> [TASK DIRECTIONS]: Convert the lines below into a JSON list of strings, with one string per line and blank lines omitted.

> [Records from a data source]:

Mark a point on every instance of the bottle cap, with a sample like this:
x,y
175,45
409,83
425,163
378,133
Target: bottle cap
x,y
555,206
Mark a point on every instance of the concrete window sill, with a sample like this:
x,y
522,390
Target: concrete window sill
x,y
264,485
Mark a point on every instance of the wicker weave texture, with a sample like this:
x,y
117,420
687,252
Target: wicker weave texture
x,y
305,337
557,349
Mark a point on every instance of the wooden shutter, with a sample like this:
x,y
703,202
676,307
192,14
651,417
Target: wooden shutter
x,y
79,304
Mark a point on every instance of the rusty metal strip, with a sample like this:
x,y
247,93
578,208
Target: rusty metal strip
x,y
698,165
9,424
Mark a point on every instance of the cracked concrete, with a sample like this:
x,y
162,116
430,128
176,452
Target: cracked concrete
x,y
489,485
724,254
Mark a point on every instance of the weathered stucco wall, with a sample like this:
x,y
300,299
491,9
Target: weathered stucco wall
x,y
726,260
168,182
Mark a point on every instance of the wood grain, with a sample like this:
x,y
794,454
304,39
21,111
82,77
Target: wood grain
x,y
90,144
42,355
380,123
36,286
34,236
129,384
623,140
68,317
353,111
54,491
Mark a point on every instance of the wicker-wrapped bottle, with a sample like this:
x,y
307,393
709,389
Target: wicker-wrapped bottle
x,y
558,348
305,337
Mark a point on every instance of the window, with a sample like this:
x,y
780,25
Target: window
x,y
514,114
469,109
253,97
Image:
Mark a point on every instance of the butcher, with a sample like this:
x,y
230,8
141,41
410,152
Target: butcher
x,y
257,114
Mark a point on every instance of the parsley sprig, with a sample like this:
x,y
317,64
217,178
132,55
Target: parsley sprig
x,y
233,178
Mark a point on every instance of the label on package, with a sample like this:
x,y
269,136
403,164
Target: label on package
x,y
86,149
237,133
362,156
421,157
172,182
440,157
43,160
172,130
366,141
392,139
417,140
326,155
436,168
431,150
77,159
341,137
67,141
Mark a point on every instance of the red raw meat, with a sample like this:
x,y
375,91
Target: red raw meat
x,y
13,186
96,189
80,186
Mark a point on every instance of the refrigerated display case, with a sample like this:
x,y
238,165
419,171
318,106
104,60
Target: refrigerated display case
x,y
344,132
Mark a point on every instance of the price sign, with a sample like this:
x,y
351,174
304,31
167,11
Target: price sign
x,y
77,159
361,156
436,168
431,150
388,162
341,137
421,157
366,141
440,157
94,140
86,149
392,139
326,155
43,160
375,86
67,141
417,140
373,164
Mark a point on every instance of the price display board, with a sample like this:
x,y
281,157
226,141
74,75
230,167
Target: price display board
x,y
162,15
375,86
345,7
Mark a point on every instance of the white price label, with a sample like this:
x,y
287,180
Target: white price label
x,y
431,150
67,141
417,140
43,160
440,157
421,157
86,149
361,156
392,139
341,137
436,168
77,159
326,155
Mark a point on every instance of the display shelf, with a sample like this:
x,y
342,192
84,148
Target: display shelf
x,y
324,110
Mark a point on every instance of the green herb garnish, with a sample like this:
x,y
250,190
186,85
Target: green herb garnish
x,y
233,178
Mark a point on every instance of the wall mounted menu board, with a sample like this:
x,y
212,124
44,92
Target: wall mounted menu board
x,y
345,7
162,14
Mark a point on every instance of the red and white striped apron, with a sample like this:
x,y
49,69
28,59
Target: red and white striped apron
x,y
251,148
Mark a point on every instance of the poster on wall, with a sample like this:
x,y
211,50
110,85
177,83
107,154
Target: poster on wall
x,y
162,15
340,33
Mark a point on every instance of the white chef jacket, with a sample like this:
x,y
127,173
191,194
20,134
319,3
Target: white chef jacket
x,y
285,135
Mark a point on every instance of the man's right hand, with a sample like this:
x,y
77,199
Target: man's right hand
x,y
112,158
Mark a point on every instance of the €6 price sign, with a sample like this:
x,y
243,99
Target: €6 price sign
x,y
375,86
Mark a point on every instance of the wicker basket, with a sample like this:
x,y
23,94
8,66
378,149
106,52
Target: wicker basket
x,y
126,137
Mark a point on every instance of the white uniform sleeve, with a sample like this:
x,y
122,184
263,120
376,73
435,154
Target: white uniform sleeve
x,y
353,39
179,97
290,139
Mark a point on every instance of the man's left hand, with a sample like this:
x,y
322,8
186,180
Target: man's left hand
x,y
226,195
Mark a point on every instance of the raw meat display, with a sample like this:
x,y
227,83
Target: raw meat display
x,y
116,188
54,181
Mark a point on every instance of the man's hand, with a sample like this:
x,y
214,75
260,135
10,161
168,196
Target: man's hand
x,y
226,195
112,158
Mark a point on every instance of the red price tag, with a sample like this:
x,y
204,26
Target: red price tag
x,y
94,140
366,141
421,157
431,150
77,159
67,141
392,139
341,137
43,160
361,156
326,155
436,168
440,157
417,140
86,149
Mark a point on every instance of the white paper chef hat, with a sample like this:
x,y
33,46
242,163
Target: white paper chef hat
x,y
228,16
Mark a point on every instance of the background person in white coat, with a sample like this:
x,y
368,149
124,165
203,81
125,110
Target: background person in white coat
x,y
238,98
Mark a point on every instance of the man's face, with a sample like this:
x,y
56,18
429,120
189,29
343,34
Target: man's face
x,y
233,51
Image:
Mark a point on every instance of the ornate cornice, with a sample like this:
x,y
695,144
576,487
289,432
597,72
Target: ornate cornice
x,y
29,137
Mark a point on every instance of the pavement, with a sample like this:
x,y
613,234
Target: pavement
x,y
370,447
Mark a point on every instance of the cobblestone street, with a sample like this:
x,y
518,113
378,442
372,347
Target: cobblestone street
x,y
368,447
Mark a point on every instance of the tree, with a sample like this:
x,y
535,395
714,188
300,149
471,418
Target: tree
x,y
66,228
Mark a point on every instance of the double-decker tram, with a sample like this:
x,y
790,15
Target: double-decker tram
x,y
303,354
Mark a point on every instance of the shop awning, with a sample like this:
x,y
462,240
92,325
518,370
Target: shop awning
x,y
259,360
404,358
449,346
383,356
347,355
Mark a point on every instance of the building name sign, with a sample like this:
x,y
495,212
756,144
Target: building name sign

> [THE RESPONSE]:
[
  "Mark a point on every instance of the bottle cap, with a sample like this:",
  "x,y",
  "175,45",
  "409,83",
  "425,163",
  "378,133",
  "Target: bottle cap",
  "x,y",
  "555,206",
  "Mark a point on every instance of the concrete window sill, with a sample like this:",
  "x,y",
  "522,390",
  "Target: concrete window sill",
  "x,y",
  "264,485",
  "Mark a point on every instance of the wicker weave texture, with a sample like this:",
  "x,y",
  "117,420",
  "687,252",
  "Target: wicker weave texture",
  "x,y",
  "305,337",
  "557,349",
  "Mark a point on every instance of the wooden shutter, with a sample like this:",
  "x,y",
  "703,202",
  "676,307",
  "192,14",
  "651,417",
  "Target: wooden shutter",
  "x,y",
  "79,304",
  "Mark a point on every instance of the rusty metal strip, with a sample like this:",
  "x,y",
  "247,93",
  "578,208",
  "Target: rusty metal strip",
  "x,y",
  "698,165",
  "9,424",
  "Mark a point on every instance of the cracked concrete, with a sample like this:",
  "x,y",
  "162,116",
  "430,128",
  "176,452",
  "Target: cracked concrete",
  "x,y",
  "489,485",
  "724,254",
  "Mark a point on every instance of the weathered stucco wall, with a sample like this:",
  "x,y",
  "300,299",
  "491,9",
  "Target: weathered stucco wall",
  "x,y",
  "726,260",
  "168,182",
  "Mark a point on every instance of the wood grain, with a sample like this:",
  "x,y",
  "794,454",
  "304,39",
  "21,111",
  "82,77",
  "Target: wood grain",
  "x,y",
  "90,144",
  "42,355",
  "380,123",
  "36,286",
  "34,236",
  "129,384",
  "623,140",
  "68,317",
  "353,111",
  "54,491",
  "Mark a point on every instance of the wicker-wrapped bottle, with a sample like this:",
  "x,y",
  "307,393",
  "709,389",
  "Target: wicker-wrapped bottle",
  "x,y",
  "558,348",
  "305,337",
  "Mark a point on every instance of the window, with a sample like this:",
  "x,y",
  "780,25",
  "Target: window",
  "x,y",
  "514,114",
  "469,109",
  "253,97",
  "Image:",
  "Mark a point on every instance of the butcher, with a sample like this:",
  "x,y",
  "230,8",
  "141,41",
  "410,152",
  "Target: butcher",
  "x,y",
  "257,114",
  "Mark a point on every instance of the parsley sprig, with a sample like this:",
  "x,y",
  "317,64",
  "217,178",
  "132,55",
  "Target: parsley sprig",
  "x,y",
  "233,178",
  "Mark a point on every instance of the label on package, with a sample like this:",
  "x,y",
  "269,136",
  "403,164",
  "Target: label on package",
  "x,y",
  "86,149",
  "237,133",
  "362,156",
  "421,157",
  "172,182",
  "440,157",
  "43,160",
  "172,130",
  "366,141",
  "392,139",
  "417,140",
  "326,155",
  "436,168",
  "431,150",
  "77,159",
  "341,137",
  "67,141",
  "Mark a point on every instance of the red raw meat, with a sample like this:",
  "x,y",
  "375,91",
  "Target: red raw meat",
  "x,y",
  "13,186",
  "96,189",
  "80,186",
  "Mark a point on every instance of the refrigerated display case, with a sample like this:",
  "x,y",
  "238,165",
  "419,171",
  "318,106",
  "104,60",
  "Target: refrigerated display case",
  "x,y",
  "344,132",
  "Mark a point on every instance of the price sign, with a sample like this:",
  "x,y",
  "351,174",
  "304,31",
  "167,11",
  "Target: price sign",
  "x,y",
  "77,159",
  "361,156",
  "436,168",
  "431,150",
  "388,162",
  "341,137",
  "421,157",
  "366,141",
  "440,157",
  "94,140",
  "86,149",
  "392,139",
  "326,155",
  "43,160",
  "375,86",
  "67,141",
  "417,140",
  "373,164",
  "Mark a point on every instance of the price display board, with a sample like this:",
  "x,y",
  "281,157",
  "226,141",
  "74,75",
  "230,167",
  "Target: price display board",
  "x,y",
  "162,15",
  "375,86",
  "345,7",
  "Mark a point on every instance of the white price label, with a sample like this:",
  "x,y",
  "287,180",
  "Target: white price label",
  "x,y",
  "431,150",
  "67,141",
  "417,140",
  "43,160",
  "440,157",
  "421,157",
  "86,149",
  "361,156",
  "392,139",
  "341,137",
  "436,168",
  "77,159",
  "326,155",
  "Mark a point on every instance of the display shelf, with a sample like this:",
  "x,y",
  "342,192",
  "84,148",
  "Target: display shelf",
  "x,y",
  "324,110",
  "Mark a point on every instance of the green herb garnish, with a sample like this:",
  "x,y",
  "250,190",
  "186,85",
  "Target: green herb garnish",
  "x,y",
  "233,178",
  "Mark a point on every instance of the wall mounted menu board, with a sample like this:",
  "x,y",
  "212,124",
  "44,92",
  "Target: wall mounted menu board",
  "x,y",
  "345,7",
  "162,14",
  "Mark a point on every instance of the red and white striped apron, with a sample like this:",
  "x,y",
  "49,69",
  "28,59",
  "Target: red and white striped apron",
  "x,y",
  "251,148",
  "Mark a point on every instance of the poster on wall, with a sample like this:",
  "x,y",
  "211,50",
  "110,85",
  "177,83",
  "107,154",
  "Target: poster on wall",
  "x,y",
  "162,15",
  "340,33",
  "Mark a point on every instance of the white chef jacket, with a sample like this:",
  "x,y",
  "127,173",
  "191,194",
  "20,134",
  "319,3",
  "Target: white chef jacket",
  "x,y",
  "285,135",
  "Mark a point on every instance of the man's right hand, with a sample like this:",
  "x,y",
  "77,199",
  "Target: man's right hand",
  "x,y",
  "112,158",
  "Mark a point on every instance of the €6 price sign, with a sample like this:",
  "x,y",
  "243,99",
  "Target: €6 price sign",
  "x,y",
  "375,86",
  "Mark a point on every instance of the wicker basket, with a sample like this:",
  "x,y",
  "23,94",
  "8,66",
  "378,149",
  "106,52",
  "Target: wicker basket",
  "x,y",
  "126,137",
  "Mark a point on every instance of the white uniform sleeve, with a sample like this:",
  "x,y",
  "122,184",
  "263,120",
  "376,73",
  "435,154",
  "Target: white uniform sleeve",
  "x,y",
  "353,39",
  "179,97",
  "290,139",
  "Mark a point on every instance of the man's left hand, with a sample like this:",
  "x,y",
  "322,8",
  "186,180",
  "Target: man's left hand",
  "x,y",
  "226,195",
  "Mark a point on every instance of the raw meat display, with a sample like this:",
  "x,y",
  "227,83",
  "Target: raw meat display",
  "x,y",
  "116,188",
  "54,181",
  "Mark a point on every instance of the man's hand, with a sample like this:",
  "x,y",
  "214,75",
  "260,135",
  "10,161",
  "168,196",
  "Target: man's hand",
  "x,y",
  "226,195",
  "112,158",
  "Mark a point on every instance of the red price tag, with a sample like this:",
  "x,y",
  "204,26",
  "Target: red price tag",
  "x,y",
  "94,140",
  "366,141",
  "421,157",
  "431,150",
  "77,159",
  "67,141",
  "392,139",
  "341,137",
  "43,160",
  "361,156",
  "326,155",
  "436,168",
  "440,157",
  "417,140",
  "86,149",
  "Mark a point on every instance of the white paper chef hat, with a sample like this:",
  "x,y",
  "33,46",
  "242,163",
  "Target: white paper chef hat",
  "x,y",
  "228,16",
  "Mark a point on every instance of the background person in white coat, with a sample like this:",
  "x,y",
  "368,149",
  "124,165",
  "203,81",
  "125,110",
  "Target: background person in white coat",
  "x,y",
  "238,98",
  "Mark a point on every instance of the man's face, with a sample like this:",
  "x,y",
  "56,18",
  "429,120",
  "189,29",
  "343,34",
  "Target: man's face",
  "x,y",
  "233,51",
  "Image:",
  "Mark a point on every instance of the ornate cornice, with a sample like this:",
  "x,y",
  "695,144",
  "576,487",
  "289,432",
  "597,72",
  "Target: ornate cornice",
  "x,y",
  "29,137",
  "Mark a point on every instance of the pavement, with a sample like this:",
  "x,y",
  "613,234",
  "Target: pavement",
  "x,y",
  "370,447",
  "Mark a point on every instance of the cobblestone street, with a sample like this:",
  "x,y",
  "518,113",
  "378,442",
  "372,347",
  "Target: cobblestone street",
  "x,y",
  "368,447",
  "Mark a point on every instance of the tree, with a sample like this:",
  "x,y",
  "535,395",
  "714,188",
  "300,149",
  "471,418",
  "Target: tree",
  "x,y",
  "66,228",
  "Mark a point on every instance of the double-decker tram, with a sample like this:",
  "x,y",
  "790,15",
  "Target: double-decker tram",
  "x,y",
  "303,354",
  "Mark a point on every instance of the shop awning, with a sample like this:",
  "x,y",
  "462,240",
  "92,325",
  "518,370",
  "Target: shop awning",
  "x,y",
  "259,360",
  "404,358",
  "449,346",
  "383,356",
  "347,355",
  "Mark a point on every instance of the building name sign, with a sample like this:",
  "x,y",
  "495,212",
  "756,144",
  "Target: building name sign"
]